** begin Listed entries **

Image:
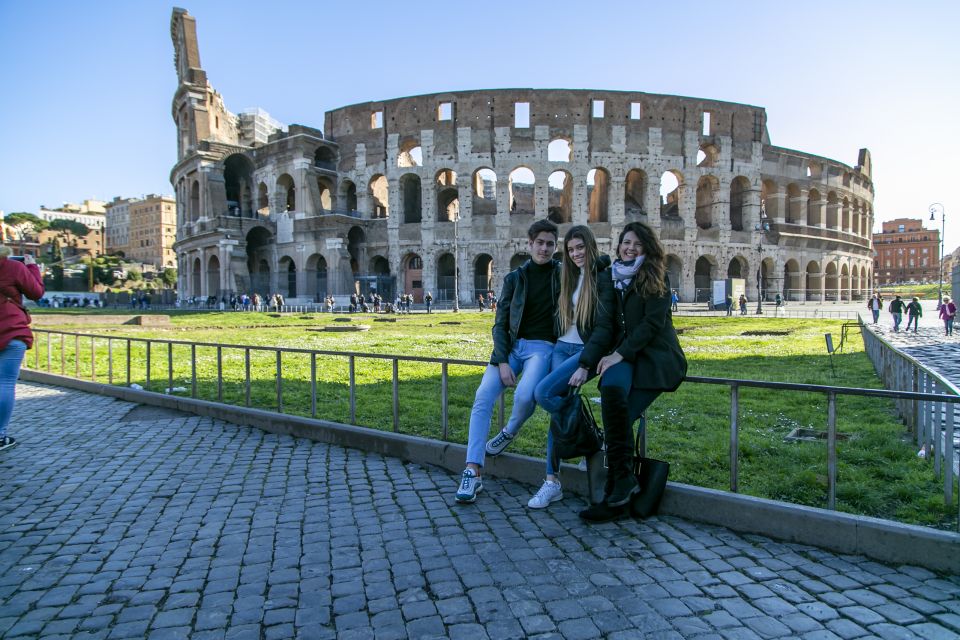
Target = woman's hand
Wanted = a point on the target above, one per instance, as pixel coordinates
(578, 378)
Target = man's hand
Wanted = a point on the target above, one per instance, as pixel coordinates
(608, 361)
(506, 375)
(578, 378)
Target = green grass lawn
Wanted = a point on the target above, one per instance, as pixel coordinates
(879, 473)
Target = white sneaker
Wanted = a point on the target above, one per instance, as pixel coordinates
(550, 492)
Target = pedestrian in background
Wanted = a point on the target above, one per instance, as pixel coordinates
(875, 304)
(948, 310)
(896, 312)
(17, 279)
(914, 313)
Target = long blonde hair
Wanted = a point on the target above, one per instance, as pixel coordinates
(650, 281)
(582, 315)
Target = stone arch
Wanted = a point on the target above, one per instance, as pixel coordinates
(238, 182)
(738, 267)
(413, 275)
(813, 280)
(356, 244)
(708, 155)
(484, 192)
(325, 158)
(287, 192)
(598, 194)
(739, 188)
(521, 185)
(446, 268)
(195, 202)
(707, 189)
(213, 276)
(410, 198)
(259, 241)
(559, 150)
(814, 208)
(675, 271)
(348, 195)
(379, 198)
(325, 193)
(635, 194)
(831, 282)
(287, 272)
(791, 280)
(769, 199)
(263, 200)
(197, 268)
(411, 154)
(793, 212)
(447, 197)
(704, 273)
(560, 198)
(832, 204)
(316, 277)
(671, 187)
(482, 274)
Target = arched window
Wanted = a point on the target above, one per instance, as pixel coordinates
(598, 190)
(521, 191)
(560, 199)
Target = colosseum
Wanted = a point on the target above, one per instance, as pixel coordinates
(399, 195)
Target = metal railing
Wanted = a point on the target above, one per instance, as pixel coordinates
(919, 399)
(931, 424)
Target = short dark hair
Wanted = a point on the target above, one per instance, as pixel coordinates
(540, 226)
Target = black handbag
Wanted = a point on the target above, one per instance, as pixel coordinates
(652, 477)
(575, 431)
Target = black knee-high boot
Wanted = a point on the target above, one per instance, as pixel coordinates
(618, 433)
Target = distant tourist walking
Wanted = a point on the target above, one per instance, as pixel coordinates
(914, 313)
(17, 279)
(523, 335)
(896, 311)
(875, 304)
(948, 310)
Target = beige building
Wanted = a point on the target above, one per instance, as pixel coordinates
(402, 195)
(153, 230)
(118, 225)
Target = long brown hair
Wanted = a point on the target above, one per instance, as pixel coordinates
(650, 281)
(582, 315)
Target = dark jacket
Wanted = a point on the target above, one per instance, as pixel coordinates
(649, 341)
(506, 325)
(599, 339)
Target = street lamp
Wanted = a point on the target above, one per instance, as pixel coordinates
(456, 264)
(761, 228)
(936, 206)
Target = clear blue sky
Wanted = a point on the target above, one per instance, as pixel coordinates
(87, 86)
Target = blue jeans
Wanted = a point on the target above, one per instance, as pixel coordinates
(532, 359)
(553, 389)
(10, 359)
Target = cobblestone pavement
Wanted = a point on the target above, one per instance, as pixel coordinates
(124, 521)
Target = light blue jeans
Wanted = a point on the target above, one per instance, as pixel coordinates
(10, 359)
(532, 359)
(553, 389)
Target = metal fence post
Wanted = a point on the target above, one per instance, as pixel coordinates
(734, 436)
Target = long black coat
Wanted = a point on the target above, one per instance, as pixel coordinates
(649, 340)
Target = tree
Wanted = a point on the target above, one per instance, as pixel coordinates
(169, 277)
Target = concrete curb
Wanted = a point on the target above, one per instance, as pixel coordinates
(882, 540)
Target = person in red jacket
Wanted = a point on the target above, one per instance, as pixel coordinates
(17, 279)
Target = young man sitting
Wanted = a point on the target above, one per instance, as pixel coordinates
(524, 331)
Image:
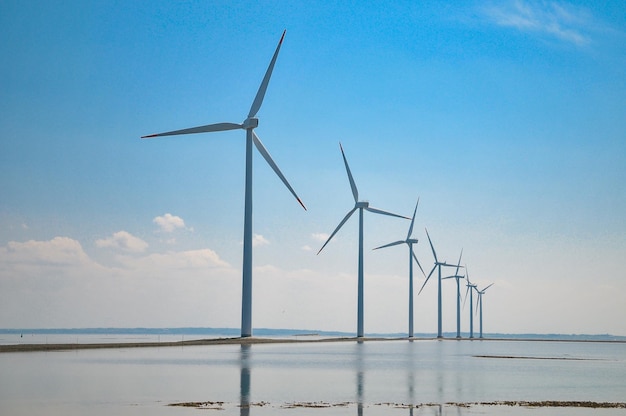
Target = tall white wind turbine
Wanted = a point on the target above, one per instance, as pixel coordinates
(480, 304)
(458, 277)
(249, 124)
(409, 242)
(470, 290)
(438, 265)
(360, 205)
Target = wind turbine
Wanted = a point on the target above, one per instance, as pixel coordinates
(360, 205)
(438, 265)
(470, 288)
(409, 242)
(480, 304)
(458, 277)
(249, 124)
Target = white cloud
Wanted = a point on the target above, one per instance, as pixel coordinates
(551, 18)
(168, 222)
(58, 251)
(56, 284)
(259, 240)
(202, 259)
(123, 240)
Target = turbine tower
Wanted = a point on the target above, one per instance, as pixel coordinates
(480, 304)
(470, 288)
(438, 265)
(409, 242)
(457, 277)
(249, 124)
(360, 205)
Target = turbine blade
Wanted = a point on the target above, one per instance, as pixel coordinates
(355, 192)
(270, 161)
(418, 262)
(426, 281)
(201, 129)
(338, 227)
(258, 100)
(465, 299)
(413, 220)
(395, 243)
(459, 264)
(431, 245)
(380, 211)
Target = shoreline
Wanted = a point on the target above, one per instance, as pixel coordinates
(8, 348)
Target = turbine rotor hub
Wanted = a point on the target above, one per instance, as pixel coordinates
(250, 123)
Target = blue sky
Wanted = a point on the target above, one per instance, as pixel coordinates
(507, 119)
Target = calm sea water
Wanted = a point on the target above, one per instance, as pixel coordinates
(341, 378)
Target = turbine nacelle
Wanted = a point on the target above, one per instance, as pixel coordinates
(250, 123)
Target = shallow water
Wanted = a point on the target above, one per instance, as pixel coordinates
(339, 378)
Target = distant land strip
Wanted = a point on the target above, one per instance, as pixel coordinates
(218, 405)
(216, 341)
(254, 340)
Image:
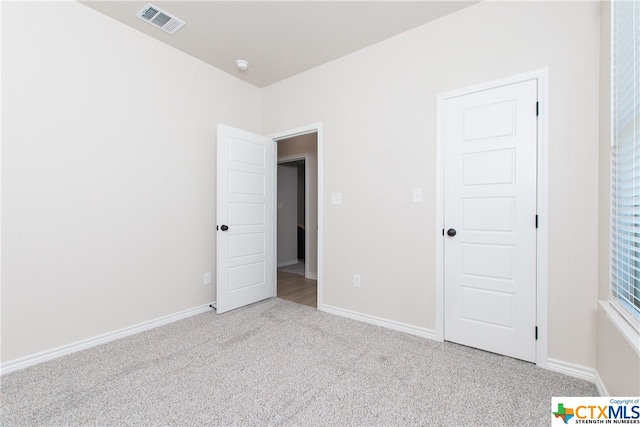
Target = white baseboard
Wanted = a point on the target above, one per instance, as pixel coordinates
(573, 370)
(378, 321)
(24, 362)
(602, 389)
(285, 263)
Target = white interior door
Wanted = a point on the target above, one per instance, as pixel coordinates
(490, 146)
(245, 269)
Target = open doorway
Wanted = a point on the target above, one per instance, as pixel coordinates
(297, 212)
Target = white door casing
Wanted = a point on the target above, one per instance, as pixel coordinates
(245, 238)
(490, 148)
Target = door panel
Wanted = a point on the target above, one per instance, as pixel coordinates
(490, 146)
(245, 250)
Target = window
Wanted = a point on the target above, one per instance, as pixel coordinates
(625, 216)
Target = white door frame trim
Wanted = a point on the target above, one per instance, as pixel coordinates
(288, 159)
(317, 128)
(542, 194)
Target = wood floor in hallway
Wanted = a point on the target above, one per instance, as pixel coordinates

** end Listed entries **

Copy all of the data above word for word, leaving out the pictures.

Image:
Target = woman's hand
Wanted = a point on the target above, one per instance, as pixel coordinates
(578, 378)
Target = man's hand
Wanted = a point on the target above, one per instance, as pixel coordinates
(608, 361)
(506, 375)
(578, 378)
Target = green grass lawn
Wanted = a point on the target above, one per instance, as pixel coordinates
(879, 473)
Target = white sneaker
Wanted = a point on the target above, one per instance, as pixel coordinates
(550, 492)
Target = pedestrian in background
Wanted = a point on the target above, one per instance, as pixel coordinates
(875, 304)
(948, 310)
(896, 312)
(17, 279)
(914, 313)
Target = long blonde hair
Wanted = a point on the target above, one per instance, as pixel coordinates
(650, 281)
(582, 315)
Target = stone arch
Wanted = a point on the target above, one per instance, as pixel coordinates
(238, 182)
(738, 267)
(413, 275)
(813, 280)
(356, 244)
(708, 155)
(484, 192)
(325, 158)
(287, 192)
(598, 194)
(739, 188)
(521, 185)
(446, 268)
(195, 202)
(707, 189)
(213, 276)
(410, 198)
(259, 241)
(559, 150)
(814, 208)
(675, 271)
(348, 195)
(379, 198)
(325, 193)
(635, 194)
(831, 282)
(287, 272)
(791, 280)
(769, 199)
(263, 200)
(197, 268)
(411, 154)
(793, 212)
(447, 197)
(704, 273)
(560, 198)
(832, 204)
(316, 277)
(671, 187)
(482, 274)
Target = arched window
Wanted = a point on the target above, one per instance, as pixel coordinates
(598, 190)
(521, 191)
(560, 199)
Target = colosseum
Wanted = a point on the target above, one per instance, as pixel coordinates
(399, 195)
Target = metal railing
Wanted = a point on the target above, one per instance, as pixel coordinates
(919, 399)
(931, 424)
Target = short dark hair
Wanted = a point on the target above, one per instance, as pixel coordinates
(540, 226)
Target = black handbag
Wanted = a point on the target above, one per instance, as pixel coordinates
(652, 477)
(575, 431)
Target = black knee-high boot
Wanted = a point on the target above, one per instance, as pixel coordinates
(618, 433)
Target = distant tourist walking
Wanted = a point on the target above, one per instance, as pixel coordinates
(914, 313)
(17, 279)
(523, 335)
(896, 311)
(875, 304)
(948, 310)
Target = beige building
Wanted = a point on the target above, one per instance, as pixel coordinates
(402, 195)
(153, 230)
(118, 225)
Target = long brown hair
Wanted = a point on the target above, one per instance, as pixel coordinates
(650, 281)
(582, 315)
Target = dark jacket
Wanted = a point on the target above, one per instance, as pixel coordinates
(649, 341)
(506, 325)
(599, 339)
Target = street lamp
Wanted = a point on the target above, one per instance, as pixel coordinates
(456, 264)
(761, 228)
(936, 206)
Target = clear blue sky
Wanted = a point on the target above, one per instance, as pixel coordinates
(87, 86)
Target = blue jeans
Wanted = a point on the target above, one per instance, as pixel coordinates
(532, 359)
(553, 389)
(10, 359)
Target = cobblestone pavement
Wanted = a point on the target above, one per instance, as pixel coordinates
(124, 521)
Target = light blue jeans
Wanted = a point on the target above, one per instance, as pixel coordinates
(10, 359)
(532, 359)
(553, 389)
Target = metal fence post
Wanted = a point on the target above, one per instance, as pixel coordinates
(734, 436)
Target = long black coat
Wanted = a point on the target above, one per instance, as pixel coordinates
(649, 340)
Target = tree
Wanted = a point on the target above, one per instance, as pixel coordinates
(169, 277)
Target = concrete curb
Wanted = a point on the target above, one per instance, as pixel coordinates
(882, 540)
Target = person in red jacket
Wanted = a point on the target above, one per instance, as pixel coordinates
(17, 279)
Target = young man sitting
Wanted = a point on the target above, one per instance, as pixel coordinates
(524, 331)
Image:
Target = tall white wind turbine
Wanted = a point on the target above, one per instance, as pixel coordinates
(480, 304)
(458, 277)
(249, 124)
(409, 242)
(470, 290)
(438, 265)
(360, 205)
Target = wind turbine
Wanted = a point on the target above, one per instance, as pixel coordinates
(360, 205)
(438, 265)
(470, 288)
(409, 242)
(480, 304)
(458, 277)
(249, 124)
Target = white cloud
Wanted = a point on the target above, one per instance, as pixel coordinates
(551, 18)
(168, 222)
(58, 251)
(56, 284)
(259, 240)
(202, 259)
(123, 240)
Target = turbine tower
Wanted = a point on the target above, one per instance, as pixel coordinates
(480, 304)
(470, 288)
(438, 265)
(409, 242)
(457, 277)
(249, 124)
(360, 205)
Target = turbine blade
Wanted = a point on the target above, one per instance, as pixel coordinates
(355, 192)
(270, 161)
(418, 262)
(426, 281)
(201, 129)
(338, 227)
(258, 100)
(465, 299)
(413, 220)
(395, 243)
(459, 264)
(431, 245)
(380, 211)
Target = shoreline
Wanted = a point on the target above, one per instance, as pixel coordinates
(8, 348)
Target = turbine rotor hub
Wanted = a point on the target above, one per instance, as pixel coordinates
(250, 123)
Target = blue sky
Wanted = a point on the target above, one per instance, as pixel coordinates
(507, 119)
Target = calm sea water
Wanted = a point on the target above, one per instance, as pixel coordinates
(341, 378)
Target = turbine nacelle
Wanted = a point on the target above, one per instance, as pixel coordinates
(250, 123)
Target = shallow water
Wanted = a point on the target above, one per instance, as pixel coordinates
(339, 378)
Target = distant land strip
Wanted = a point on the target above, one per instance, as pixel coordinates
(218, 405)
(216, 341)
(254, 340)
Image:
Target = white baseboard
Wanted = a point on the target above, one per instance, as pixel coordinates
(573, 370)
(378, 321)
(24, 362)
(602, 389)
(285, 263)
Target = white interior door
Wanted = a point on the target above, one per instance, as pixel coordinates
(490, 146)
(245, 269)
Target = open doorway
Wanted = a point on the target above, one per instance, as pixel coordinates
(297, 212)
Target = white door casing
Wanted = a point on the target above, one per instance, as pixel coordinates
(245, 238)
(490, 148)
Target = door panel
Wanted = a point on the target above, one per instance, as pixel coordinates
(490, 146)
(245, 250)
Target = window
Wanted = a point on the target above, one per instance, as pixel coordinates
(625, 216)
Target = white door frame trim
Wanted = a point on the target above, one per instance, as pixel coordinates
(288, 159)
(317, 128)
(542, 194)
Target = wood floor in hallway
Wanted = a point on the target above, one per instance, as pixel coordinates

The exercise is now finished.